DATA FOR THIS EXERCISE Start Marker

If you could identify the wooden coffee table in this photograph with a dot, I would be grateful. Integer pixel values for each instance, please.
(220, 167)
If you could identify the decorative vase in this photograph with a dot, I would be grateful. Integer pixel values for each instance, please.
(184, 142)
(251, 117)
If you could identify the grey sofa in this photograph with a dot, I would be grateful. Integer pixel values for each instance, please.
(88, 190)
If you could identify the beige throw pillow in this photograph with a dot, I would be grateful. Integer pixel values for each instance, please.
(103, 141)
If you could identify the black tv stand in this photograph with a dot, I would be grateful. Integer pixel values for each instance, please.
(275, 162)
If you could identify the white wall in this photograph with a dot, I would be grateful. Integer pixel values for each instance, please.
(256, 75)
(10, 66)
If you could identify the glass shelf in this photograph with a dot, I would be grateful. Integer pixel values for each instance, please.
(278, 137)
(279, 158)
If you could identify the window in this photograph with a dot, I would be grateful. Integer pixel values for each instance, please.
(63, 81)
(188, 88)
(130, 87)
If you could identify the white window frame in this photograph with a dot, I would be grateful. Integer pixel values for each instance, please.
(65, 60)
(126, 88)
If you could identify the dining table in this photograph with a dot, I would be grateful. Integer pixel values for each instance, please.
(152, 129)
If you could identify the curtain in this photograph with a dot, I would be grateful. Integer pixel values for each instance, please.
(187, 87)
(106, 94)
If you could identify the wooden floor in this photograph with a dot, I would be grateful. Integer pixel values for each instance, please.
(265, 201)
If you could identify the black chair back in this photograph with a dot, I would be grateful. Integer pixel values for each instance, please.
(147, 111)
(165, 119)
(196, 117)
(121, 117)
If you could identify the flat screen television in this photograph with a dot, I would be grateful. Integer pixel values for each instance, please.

DATA FOR THIS EXERCISE End Marker

**YOUR OBJECTIVE:** Line by line, copy the entries above exactly as they appear.

**ANSWER SECTION:**
If you could identify the wooden coffee table in this photograph with a dot, I would be grateful. Integer pixel values for each instance, please.
(220, 167)
If you could identify the decorative vase in this photograph with a dot, I would be grateful. Integer pixel values for each instance, please.
(184, 142)
(251, 117)
If you could identify the grey sofa in this photograph with a dot, I would be grateful. Integer pixel values for each instance, please.
(88, 190)
If you could identify the beige throw pillow in this photograph with a dot, I would be grateful. Integer pixel values for each instance, please.
(103, 141)
If you could identify the black tv stand in this photograph with a dot, I would be grateful. Integer pixel values for each instance, please.
(275, 162)
If you could identify the white wall in this photograph with a dot, I would be grateful. Integer pixel values for each instance, please.
(256, 75)
(10, 66)
If you could identify the glass shelf in this photograph with a dot, I would be grateful. Integer pixel values for each instance, please.
(278, 137)
(279, 158)
If you could identify the window in this photograph with a dot, I would be grateful. Integer pixel values for each instance, please.
(63, 81)
(188, 88)
(130, 87)
If you could identify the white window frame in this photograph with a dot, I would be grateful. Integer pixel values for each instance, please.
(65, 60)
(126, 88)
If you could identify the dining table in this photograph with a dot, I would be grateful. Integer pixel values for each instance, please.
(152, 129)
If you could identify the curtain in this photograph with a dot, I would be grateful. Integer pixel values for each instance, please.
(187, 87)
(106, 94)
If you could identify the wooden floor in this photograph with a dot, I would be grateful. Integer pixel values for each instance, please.
(265, 201)
If you could identify the black chair back in this photograph with a dot, I would be grateful. Integer pixel values for each instance, please.
(147, 111)
(165, 119)
(196, 117)
(121, 117)
If you could identify the flat screen television in this photograph with a dot, I would be grateful. Integer pixel values for each instance, please.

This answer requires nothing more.